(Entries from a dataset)
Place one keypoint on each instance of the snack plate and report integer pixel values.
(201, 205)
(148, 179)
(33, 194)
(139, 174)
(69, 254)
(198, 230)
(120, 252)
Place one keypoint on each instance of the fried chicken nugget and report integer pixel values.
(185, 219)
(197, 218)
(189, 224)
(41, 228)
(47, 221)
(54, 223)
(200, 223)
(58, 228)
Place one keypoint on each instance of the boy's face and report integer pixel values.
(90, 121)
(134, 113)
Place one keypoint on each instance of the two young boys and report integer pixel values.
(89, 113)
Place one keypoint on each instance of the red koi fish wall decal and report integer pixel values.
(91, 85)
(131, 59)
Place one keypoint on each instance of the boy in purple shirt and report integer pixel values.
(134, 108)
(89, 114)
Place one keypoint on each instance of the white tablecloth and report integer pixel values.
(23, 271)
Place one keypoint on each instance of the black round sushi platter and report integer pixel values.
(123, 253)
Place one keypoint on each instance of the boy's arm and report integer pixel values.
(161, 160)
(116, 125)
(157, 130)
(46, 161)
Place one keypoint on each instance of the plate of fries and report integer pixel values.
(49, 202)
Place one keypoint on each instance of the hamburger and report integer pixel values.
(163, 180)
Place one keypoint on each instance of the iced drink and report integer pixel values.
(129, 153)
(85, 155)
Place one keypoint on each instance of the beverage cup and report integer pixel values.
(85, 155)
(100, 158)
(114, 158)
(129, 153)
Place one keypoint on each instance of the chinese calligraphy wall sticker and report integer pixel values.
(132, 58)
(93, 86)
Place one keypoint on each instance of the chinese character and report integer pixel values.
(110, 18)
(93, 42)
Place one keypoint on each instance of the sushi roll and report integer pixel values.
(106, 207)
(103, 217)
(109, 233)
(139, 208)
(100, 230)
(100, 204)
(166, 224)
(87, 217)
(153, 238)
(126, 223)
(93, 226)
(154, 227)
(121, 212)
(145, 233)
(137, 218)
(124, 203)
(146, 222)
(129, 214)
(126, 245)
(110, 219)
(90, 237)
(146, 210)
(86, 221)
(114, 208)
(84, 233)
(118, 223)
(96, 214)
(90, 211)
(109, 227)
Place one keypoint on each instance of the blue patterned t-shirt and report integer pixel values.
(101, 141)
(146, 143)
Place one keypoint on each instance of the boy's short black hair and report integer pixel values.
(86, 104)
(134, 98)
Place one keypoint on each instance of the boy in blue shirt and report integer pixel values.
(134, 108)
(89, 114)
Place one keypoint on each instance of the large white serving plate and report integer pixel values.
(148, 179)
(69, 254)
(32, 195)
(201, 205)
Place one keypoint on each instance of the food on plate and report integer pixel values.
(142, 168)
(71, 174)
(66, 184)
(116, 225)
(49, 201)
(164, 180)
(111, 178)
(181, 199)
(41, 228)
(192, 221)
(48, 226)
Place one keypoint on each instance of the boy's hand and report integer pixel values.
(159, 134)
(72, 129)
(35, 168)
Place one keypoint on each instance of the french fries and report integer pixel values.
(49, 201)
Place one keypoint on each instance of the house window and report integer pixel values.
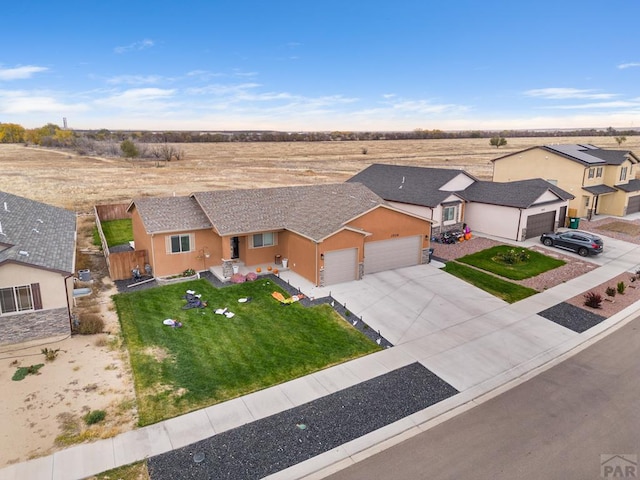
(180, 243)
(16, 299)
(449, 214)
(264, 239)
(623, 173)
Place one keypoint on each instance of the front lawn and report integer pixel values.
(526, 263)
(509, 292)
(212, 358)
(116, 232)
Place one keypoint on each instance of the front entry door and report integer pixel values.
(235, 248)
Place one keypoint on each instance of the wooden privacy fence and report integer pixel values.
(120, 263)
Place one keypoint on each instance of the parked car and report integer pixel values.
(583, 243)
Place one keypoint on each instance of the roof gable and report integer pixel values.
(314, 211)
(519, 194)
(413, 185)
(37, 234)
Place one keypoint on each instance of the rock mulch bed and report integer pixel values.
(272, 444)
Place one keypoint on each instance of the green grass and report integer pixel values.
(487, 260)
(509, 292)
(212, 358)
(117, 232)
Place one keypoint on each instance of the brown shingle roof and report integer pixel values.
(171, 214)
(314, 211)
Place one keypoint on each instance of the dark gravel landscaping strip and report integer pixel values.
(572, 317)
(272, 444)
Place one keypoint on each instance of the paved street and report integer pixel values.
(556, 425)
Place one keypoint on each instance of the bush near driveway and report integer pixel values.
(489, 260)
(212, 358)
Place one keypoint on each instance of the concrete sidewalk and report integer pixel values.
(478, 344)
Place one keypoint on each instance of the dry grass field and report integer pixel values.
(77, 182)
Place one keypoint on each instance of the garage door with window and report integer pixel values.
(340, 266)
(634, 205)
(540, 223)
(390, 254)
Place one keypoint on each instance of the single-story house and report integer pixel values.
(327, 233)
(601, 181)
(37, 260)
(451, 198)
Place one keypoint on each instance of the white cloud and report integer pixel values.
(135, 80)
(567, 93)
(20, 73)
(138, 98)
(21, 102)
(622, 66)
(135, 46)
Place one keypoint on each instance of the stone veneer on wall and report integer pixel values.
(34, 325)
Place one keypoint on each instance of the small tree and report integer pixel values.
(497, 141)
(129, 149)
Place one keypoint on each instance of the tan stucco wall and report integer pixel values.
(385, 224)
(493, 220)
(52, 284)
(539, 163)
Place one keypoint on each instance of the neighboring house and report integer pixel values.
(450, 198)
(328, 233)
(601, 181)
(37, 260)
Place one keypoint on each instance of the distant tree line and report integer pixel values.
(153, 144)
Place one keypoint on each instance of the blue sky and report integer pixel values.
(324, 65)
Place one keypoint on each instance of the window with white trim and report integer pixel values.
(449, 214)
(623, 173)
(180, 243)
(16, 299)
(267, 239)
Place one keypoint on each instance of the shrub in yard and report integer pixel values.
(251, 276)
(512, 256)
(238, 278)
(593, 299)
(94, 416)
(90, 324)
(50, 354)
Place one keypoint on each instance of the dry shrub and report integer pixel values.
(90, 324)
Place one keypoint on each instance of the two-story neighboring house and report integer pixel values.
(602, 181)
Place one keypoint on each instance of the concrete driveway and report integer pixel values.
(408, 303)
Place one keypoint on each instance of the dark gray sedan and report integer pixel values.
(583, 243)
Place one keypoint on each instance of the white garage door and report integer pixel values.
(340, 266)
(390, 254)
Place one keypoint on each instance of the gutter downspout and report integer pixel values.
(66, 290)
(519, 223)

▶ Exercise task
Return the listing above in full and without alteration, excluding its pictures.

▶ Answer
Place one keypoint on each instance of the snack plate and report integer pixel values.
(201, 205)
(148, 179)
(33, 194)
(139, 174)
(69, 254)
(198, 230)
(120, 252)
Place one keypoint on each instance of the fried chicken nugget and report integer pixel values.
(185, 219)
(197, 218)
(189, 224)
(41, 228)
(47, 221)
(54, 223)
(200, 223)
(58, 228)
Place one keypoint on each instance of the boy's face and report integer pixel values.
(90, 121)
(134, 113)
Place one keypoint on each instance of the two young boys and report integer pixel values.
(89, 113)
Place one keypoint on each instance of the red koi fish wall decal and report integer pixel values.
(91, 85)
(131, 59)
Place one keypoint on each instance of the boy in purple shirt and report integer pixel values.
(134, 108)
(89, 114)
Place one keypoint on each instance of the white tablecloth and report integer pixel values.
(23, 271)
Place one keypoint on each instance of the black round sushi platter and report integer pixel values.
(123, 253)
Place one keypoint on each instance of the boy's arm and report integer pixel values.
(161, 160)
(116, 125)
(157, 130)
(46, 161)
Place one keypoint on each instance of the plate of fries and report integer pixel values.
(49, 202)
Place one keypoint on each instance of the hamburger and report integer pixel values.
(163, 180)
Place one keypoint on each instance of the iced drink and report integer pixel values.
(129, 153)
(85, 155)
Place one keypoint on each instance of the beverage cup and report integer pixel values.
(85, 155)
(100, 158)
(114, 158)
(129, 153)
Place one keypoint on each instance of the chinese calligraphy wall sticker and report integer pixel values.
(132, 58)
(93, 86)
Place one keypoint on each instance of the chinese character and report integer pixel values.
(110, 18)
(93, 42)
Place one keypoint on each instance of the sushi roll and report integer pixel values.
(106, 207)
(103, 217)
(109, 233)
(139, 208)
(100, 230)
(100, 204)
(166, 224)
(87, 217)
(153, 238)
(126, 223)
(93, 226)
(154, 227)
(121, 212)
(145, 233)
(137, 218)
(124, 203)
(146, 222)
(129, 214)
(126, 245)
(110, 219)
(90, 237)
(146, 210)
(86, 221)
(114, 208)
(84, 233)
(118, 223)
(96, 214)
(90, 211)
(109, 227)
Place one keypoint on each instance of the blue patterned t-shirt and report integer pixel values.
(101, 141)
(146, 143)
Place one keypoint on each instance of the boy's short black hair and report integer pixel values.
(86, 104)
(134, 98)
Place one keypoint on each instance of the boy in blue shirt and report integer pixel values.
(134, 108)
(89, 114)
Place one keypoint on each instance of the large white serving plate and report integer pixel values.
(148, 179)
(69, 254)
(32, 195)
(201, 205)
Place one keypoint on each instance of the food on plate and report integer pixel values.
(142, 168)
(71, 174)
(66, 184)
(116, 225)
(49, 201)
(164, 180)
(111, 178)
(181, 199)
(41, 228)
(192, 221)
(48, 226)
Place one keypoint on each instance of the boy's hand and report integer pixel values.
(159, 134)
(72, 129)
(35, 168)
Place one keypoint on each instance of the french fries and report integer pixel values.
(49, 201)
Place one keypoint on each instance of the house window and report integer pixel values.
(180, 243)
(16, 299)
(449, 214)
(264, 239)
(623, 173)
Place one keypoint on each instance of the front lawn and report integer pixel values.
(526, 263)
(509, 292)
(212, 358)
(116, 232)
Place one keypoint on each instance of the front entry door and report integer pixel values.
(235, 248)
Place one keypoint on each instance of the wooden privacy fence and report integer pixel values.
(120, 263)
Place one keypoint on each instance of the parked car and report integer pixel values.
(583, 243)
Place one keypoint on each instance of the roof gable and report integer pixel values.
(314, 211)
(519, 194)
(413, 185)
(37, 234)
Place one keypoint on each instance of the rock mulch bed and report integer pixel values.
(272, 444)
Place one keypoint on each instance of the green grass and report integer pixel values.
(487, 260)
(509, 292)
(212, 358)
(117, 232)
Place one keypoint on each instance of the brown shingle roof and report integer pixel values.
(171, 214)
(314, 211)
Place one keypoint on each instance of the dark gravel landscaping strip and report integer pixel values.
(572, 317)
(272, 444)
Place one keypoint on each instance of the paved street and report integer pixel values.
(556, 425)
Place one keypoint on each instance of the bush near driveway and report integer pixel values.
(489, 260)
(212, 358)
Place one keypoint on each instance of the concrete sidewalk and report integer pixel values.
(478, 344)
Place one keypoint on each instance of the dry grass field and report integer pixel values.
(77, 182)
Place one keypoint on each instance of the garage door with window and report integer pixel values.
(340, 266)
(634, 205)
(540, 223)
(390, 254)
Place one keypoint on each instance of the single-story house and report integer pixel values.
(327, 233)
(601, 181)
(37, 260)
(451, 198)
Place one keypoint on each instance of the white cloud and report integer pixel values.
(135, 80)
(567, 93)
(20, 73)
(138, 98)
(21, 102)
(622, 66)
(135, 46)
Place one keypoint on each instance of the stone veneer on wall and report integer pixel values.
(34, 325)
Place one keypoint on each instance of the small tree and report integer pixel values.
(497, 141)
(129, 149)
Place one keypoint on each instance of the tan stucco wall and report integer pixel values.
(385, 224)
(493, 220)
(52, 284)
(539, 163)
Place one keypoint on each instance of the neighboring house and report integer pixel values.
(450, 198)
(328, 233)
(601, 181)
(37, 260)
Place one keypoint on each instance of the distant tree line and report integer pixel values.
(153, 144)
Place one keypoint on each instance of the blue sky and report integer pixel values.
(324, 65)
Place one keypoint on each instance of the window with white trim and report integer pixel values.
(449, 214)
(623, 173)
(180, 243)
(16, 299)
(267, 239)
Place one keypoint on each instance of the shrub in yard and report integer pixel values.
(251, 276)
(512, 256)
(238, 278)
(593, 299)
(94, 416)
(90, 324)
(50, 354)
Place one keypoint on each instance of the dry shrub and report integer pixel values.
(90, 324)
Place one keypoint on each instance of the two-story neighboring house and report integer pixel values.
(602, 181)
Place one keypoint on each instance of the concrete driveway and report integer pixel values.
(408, 303)
Place one keypoint on each instance of the dark gray sedan and report integer pixel values.
(583, 243)
Place one keypoint on each instance of the white garage door and report integer pixel values.
(340, 266)
(390, 254)
Place one keypoint on each instance of the gutter downspout and report integer pixel values.
(66, 290)
(519, 223)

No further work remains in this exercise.